Direction »
Reproduce the listing below, starting at its first line and stopping after the line containing "[8,198,479,360]". Include all text in that span, but multiply each bounding-box coordinate in the answers by 1.35, round to whole numbers with halves rounded up, and omit the pictures.

Stored items »

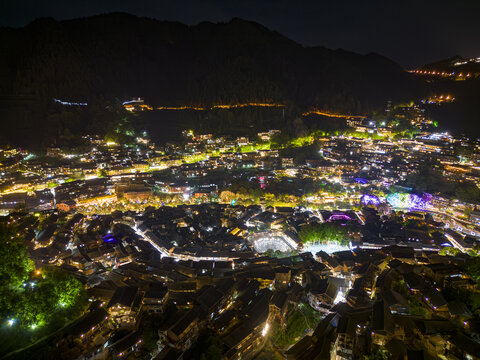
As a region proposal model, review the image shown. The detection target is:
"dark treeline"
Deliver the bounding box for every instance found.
[0,13,424,148]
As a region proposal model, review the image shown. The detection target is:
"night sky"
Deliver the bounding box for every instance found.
[0,0,480,68]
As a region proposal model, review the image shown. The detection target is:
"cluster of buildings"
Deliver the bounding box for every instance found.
[8,198,479,360]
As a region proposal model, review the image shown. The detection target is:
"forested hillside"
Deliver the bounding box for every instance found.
[0,13,424,148]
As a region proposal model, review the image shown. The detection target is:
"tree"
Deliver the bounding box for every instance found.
[0,224,34,295]
[298,223,350,246]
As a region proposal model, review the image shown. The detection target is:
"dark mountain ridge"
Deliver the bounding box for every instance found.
[0,13,424,148]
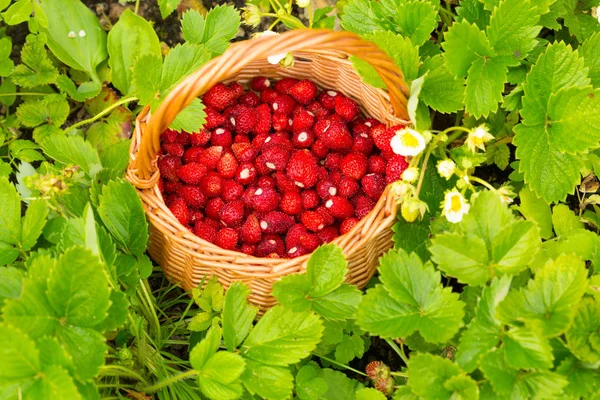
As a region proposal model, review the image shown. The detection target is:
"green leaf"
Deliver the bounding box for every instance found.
[498,255,587,337]
[241,306,323,366]
[42,135,102,177]
[222,282,258,351]
[21,199,48,251]
[98,179,148,255]
[11,35,58,88]
[240,359,294,400]
[107,9,161,94]
[48,247,110,327]
[41,0,107,81]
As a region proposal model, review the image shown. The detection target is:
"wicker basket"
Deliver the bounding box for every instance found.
[127,29,408,311]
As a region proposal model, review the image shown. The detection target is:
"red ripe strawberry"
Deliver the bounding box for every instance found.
[194,221,217,243]
[217,152,238,179]
[250,76,271,92]
[335,96,360,121]
[292,131,315,149]
[289,79,317,104]
[240,214,262,244]
[204,197,225,220]
[229,104,258,134]
[356,196,375,219]
[325,196,354,219]
[250,188,281,213]
[271,94,296,115]
[368,156,386,174]
[158,156,181,181]
[215,228,239,250]
[279,192,302,215]
[223,179,244,201]
[197,146,223,169]
[300,189,320,210]
[177,162,206,185]
[317,226,340,243]
[179,185,206,208]
[300,211,325,232]
[385,155,408,183]
[202,82,235,111]
[169,198,189,225]
[272,112,293,132]
[340,218,358,235]
[235,162,257,185]
[361,174,385,201]
[204,106,226,129]
[340,153,369,180]
[200,172,223,197]
[260,211,294,234]
[256,235,285,257]
[318,90,338,110]
[273,78,298,94]
[286,150,317,188]
[219,200,244,228]
[254,104,271,134]
[338,176,360,198]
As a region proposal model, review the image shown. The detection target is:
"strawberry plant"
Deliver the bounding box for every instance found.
[0,0,600,400]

Task answer »
As a region proposal model, review the image shown. The detection target is:
"dark treeline"
Deliver the bounding box for every instance found.
[0,18,572,200]
As a region proposal model, review the image shown. The detection target is:
"night sky"
Deliver the bounding box for every instance found.
[0,0,648,92]
As a region proposal model, review the image shown. The detection target is:
"cluster of buildings"
Deliver the bounding box for every instance found.
[11,267,647,486]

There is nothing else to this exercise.